==== Records for this exercise ====

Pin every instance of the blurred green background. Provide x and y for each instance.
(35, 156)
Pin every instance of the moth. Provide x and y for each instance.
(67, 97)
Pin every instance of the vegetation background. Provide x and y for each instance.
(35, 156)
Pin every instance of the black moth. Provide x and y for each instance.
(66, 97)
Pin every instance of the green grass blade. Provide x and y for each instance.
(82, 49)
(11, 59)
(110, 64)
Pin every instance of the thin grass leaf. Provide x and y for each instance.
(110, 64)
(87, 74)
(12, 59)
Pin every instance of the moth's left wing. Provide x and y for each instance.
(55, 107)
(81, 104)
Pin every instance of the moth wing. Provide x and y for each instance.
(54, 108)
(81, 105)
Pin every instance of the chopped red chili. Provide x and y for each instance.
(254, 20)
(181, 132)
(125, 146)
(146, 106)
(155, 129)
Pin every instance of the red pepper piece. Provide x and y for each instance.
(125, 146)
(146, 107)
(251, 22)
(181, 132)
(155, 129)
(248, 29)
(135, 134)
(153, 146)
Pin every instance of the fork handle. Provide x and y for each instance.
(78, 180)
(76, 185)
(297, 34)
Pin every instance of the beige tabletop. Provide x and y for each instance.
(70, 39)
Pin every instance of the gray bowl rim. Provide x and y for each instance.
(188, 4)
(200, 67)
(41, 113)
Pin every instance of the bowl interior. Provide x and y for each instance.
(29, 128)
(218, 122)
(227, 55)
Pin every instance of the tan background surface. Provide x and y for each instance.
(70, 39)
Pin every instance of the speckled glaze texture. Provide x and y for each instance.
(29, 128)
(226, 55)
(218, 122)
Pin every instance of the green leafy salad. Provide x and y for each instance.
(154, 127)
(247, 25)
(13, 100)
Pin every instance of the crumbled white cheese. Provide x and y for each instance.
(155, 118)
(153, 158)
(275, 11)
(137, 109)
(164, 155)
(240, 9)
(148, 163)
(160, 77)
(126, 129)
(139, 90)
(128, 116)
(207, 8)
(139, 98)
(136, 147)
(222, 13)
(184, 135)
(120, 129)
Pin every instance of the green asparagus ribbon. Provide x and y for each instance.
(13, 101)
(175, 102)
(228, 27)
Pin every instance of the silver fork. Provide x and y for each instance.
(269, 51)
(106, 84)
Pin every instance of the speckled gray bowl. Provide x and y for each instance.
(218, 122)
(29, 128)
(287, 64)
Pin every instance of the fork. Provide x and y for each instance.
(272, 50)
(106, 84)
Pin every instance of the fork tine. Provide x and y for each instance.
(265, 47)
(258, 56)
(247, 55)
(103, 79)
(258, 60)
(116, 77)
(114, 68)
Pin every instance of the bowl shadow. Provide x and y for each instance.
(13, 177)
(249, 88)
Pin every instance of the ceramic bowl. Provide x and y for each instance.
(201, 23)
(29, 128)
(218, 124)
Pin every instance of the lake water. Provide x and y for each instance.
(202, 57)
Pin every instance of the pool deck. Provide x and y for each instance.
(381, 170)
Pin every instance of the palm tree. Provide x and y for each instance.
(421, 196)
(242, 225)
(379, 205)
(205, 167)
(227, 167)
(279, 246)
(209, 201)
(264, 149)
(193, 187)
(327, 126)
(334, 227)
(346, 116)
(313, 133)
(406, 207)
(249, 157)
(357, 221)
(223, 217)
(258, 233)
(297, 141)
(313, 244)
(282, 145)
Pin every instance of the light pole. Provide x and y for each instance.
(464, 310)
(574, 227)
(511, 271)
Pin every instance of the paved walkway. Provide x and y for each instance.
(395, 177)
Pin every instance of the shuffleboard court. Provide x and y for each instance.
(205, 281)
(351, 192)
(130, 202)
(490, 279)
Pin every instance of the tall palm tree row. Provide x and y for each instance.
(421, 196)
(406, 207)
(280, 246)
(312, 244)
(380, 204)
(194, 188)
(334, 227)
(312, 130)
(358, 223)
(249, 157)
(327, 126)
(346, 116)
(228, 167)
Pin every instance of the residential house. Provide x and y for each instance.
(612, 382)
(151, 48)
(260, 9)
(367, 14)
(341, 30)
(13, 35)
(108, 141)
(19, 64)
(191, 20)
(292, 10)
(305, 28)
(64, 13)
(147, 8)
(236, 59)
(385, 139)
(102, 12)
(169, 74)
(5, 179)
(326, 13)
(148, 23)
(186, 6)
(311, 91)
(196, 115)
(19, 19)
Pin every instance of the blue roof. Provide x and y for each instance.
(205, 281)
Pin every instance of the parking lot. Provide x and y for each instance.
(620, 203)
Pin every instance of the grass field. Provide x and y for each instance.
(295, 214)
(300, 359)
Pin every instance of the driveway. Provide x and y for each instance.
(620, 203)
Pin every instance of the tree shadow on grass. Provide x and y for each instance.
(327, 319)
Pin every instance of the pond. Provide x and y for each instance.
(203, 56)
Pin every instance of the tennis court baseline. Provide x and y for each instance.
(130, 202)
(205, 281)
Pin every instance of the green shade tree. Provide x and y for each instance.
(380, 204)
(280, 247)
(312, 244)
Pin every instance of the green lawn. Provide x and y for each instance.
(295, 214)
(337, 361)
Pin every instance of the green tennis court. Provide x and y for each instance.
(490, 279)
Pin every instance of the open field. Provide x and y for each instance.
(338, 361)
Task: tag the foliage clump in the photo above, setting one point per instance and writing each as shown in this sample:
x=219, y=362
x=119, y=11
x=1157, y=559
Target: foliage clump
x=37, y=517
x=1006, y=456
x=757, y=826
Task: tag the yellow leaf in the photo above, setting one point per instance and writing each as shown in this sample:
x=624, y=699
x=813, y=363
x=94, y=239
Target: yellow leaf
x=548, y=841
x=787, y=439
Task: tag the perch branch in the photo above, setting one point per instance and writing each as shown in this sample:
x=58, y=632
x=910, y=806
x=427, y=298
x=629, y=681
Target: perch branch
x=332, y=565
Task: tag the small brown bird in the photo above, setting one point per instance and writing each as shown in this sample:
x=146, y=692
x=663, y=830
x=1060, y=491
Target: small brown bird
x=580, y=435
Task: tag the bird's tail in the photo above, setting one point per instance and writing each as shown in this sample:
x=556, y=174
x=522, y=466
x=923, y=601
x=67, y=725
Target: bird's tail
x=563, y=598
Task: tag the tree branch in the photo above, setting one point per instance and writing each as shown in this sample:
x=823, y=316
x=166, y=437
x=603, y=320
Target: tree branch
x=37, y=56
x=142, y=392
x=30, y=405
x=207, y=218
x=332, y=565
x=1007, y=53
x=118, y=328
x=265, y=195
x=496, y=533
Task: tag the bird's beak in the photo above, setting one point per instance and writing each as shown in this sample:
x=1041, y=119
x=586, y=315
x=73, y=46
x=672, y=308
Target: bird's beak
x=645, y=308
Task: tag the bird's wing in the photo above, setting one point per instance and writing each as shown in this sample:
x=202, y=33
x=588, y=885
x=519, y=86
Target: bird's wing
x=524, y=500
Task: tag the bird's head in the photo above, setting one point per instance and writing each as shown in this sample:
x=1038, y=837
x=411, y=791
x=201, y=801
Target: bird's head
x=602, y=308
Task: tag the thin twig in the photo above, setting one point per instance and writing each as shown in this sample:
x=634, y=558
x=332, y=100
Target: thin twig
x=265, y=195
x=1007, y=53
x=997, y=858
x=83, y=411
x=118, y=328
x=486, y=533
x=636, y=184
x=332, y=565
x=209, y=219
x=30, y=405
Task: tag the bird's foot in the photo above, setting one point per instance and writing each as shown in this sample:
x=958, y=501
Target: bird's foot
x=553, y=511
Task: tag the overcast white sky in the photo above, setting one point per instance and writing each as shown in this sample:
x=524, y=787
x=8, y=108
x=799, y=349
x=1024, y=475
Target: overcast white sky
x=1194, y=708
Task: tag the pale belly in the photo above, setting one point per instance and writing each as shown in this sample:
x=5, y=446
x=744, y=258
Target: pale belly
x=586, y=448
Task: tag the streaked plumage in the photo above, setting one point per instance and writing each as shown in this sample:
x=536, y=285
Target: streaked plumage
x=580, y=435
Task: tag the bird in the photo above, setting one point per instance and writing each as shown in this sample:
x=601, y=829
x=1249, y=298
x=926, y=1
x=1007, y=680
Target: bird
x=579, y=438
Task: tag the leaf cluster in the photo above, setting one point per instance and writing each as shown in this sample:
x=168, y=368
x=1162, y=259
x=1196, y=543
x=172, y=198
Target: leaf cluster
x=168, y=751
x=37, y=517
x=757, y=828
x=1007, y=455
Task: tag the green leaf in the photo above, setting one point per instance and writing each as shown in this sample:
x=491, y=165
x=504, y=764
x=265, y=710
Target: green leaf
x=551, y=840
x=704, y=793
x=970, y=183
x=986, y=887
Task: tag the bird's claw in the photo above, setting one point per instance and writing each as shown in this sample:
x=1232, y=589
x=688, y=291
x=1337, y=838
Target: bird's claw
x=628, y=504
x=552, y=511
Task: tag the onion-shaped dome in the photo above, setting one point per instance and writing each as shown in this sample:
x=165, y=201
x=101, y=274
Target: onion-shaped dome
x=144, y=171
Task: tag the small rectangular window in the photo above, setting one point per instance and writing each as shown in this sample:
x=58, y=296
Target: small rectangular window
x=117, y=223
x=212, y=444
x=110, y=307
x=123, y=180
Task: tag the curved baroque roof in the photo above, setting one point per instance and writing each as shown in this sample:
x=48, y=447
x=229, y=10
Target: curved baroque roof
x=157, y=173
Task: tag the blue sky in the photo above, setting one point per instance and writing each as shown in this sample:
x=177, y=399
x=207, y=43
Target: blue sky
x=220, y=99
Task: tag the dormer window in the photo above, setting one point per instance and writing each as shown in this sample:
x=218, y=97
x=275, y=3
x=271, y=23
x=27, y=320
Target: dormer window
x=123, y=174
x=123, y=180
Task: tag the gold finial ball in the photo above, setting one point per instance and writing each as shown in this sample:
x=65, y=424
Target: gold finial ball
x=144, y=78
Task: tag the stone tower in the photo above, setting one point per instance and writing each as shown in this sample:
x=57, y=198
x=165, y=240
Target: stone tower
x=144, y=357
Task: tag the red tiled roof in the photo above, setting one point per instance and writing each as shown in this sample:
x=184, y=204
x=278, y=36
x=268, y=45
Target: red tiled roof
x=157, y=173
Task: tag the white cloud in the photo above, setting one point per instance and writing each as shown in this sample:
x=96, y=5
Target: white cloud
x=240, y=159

====

What you are asked to do: Produce an exact copy of each line from the one holding "x=268, y=45" through the last line of the records, both included, and nothing more.

Exercise result:
x=268, y=45
Target: red tiled roof
x=157, y=173
Task: tag the white cloud in the photo above, setting one point per instance and writing each as shown in this sample:
x=96, y=5
Target: white cloud
x=240, y=159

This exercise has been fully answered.